▶ TO BE DONE
Copy out all of the material below, replacing every "Query" with "Label" and changing nothing else. Leave the pictures out.

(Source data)
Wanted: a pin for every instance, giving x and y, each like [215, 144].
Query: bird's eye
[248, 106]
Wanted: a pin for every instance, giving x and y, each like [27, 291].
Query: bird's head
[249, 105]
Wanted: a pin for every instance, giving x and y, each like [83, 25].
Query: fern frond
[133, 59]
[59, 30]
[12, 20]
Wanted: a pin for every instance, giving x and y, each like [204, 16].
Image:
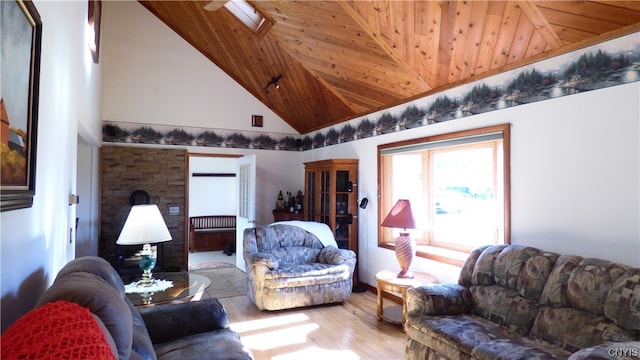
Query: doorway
[212, 191]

▶ EXERCISE SOLUTION
Wanted: a pin for every instance, giving x and y, each like [215, 144].
Label: bird's eye
[248, 106]
Wanted: a pin for every instance, giving x and y, each like [27, 291].
Label: bird's head
[249, 105]
Wanted: a pin for every instance, giving x and y, each like [83, 25].
Label: fern frond
[133, 59]
[59, 30]
[12, 20]
Wanted: a pin for every instance, giving x and y, each like [204, 16].
Image:
Label: doorway
[212, 191]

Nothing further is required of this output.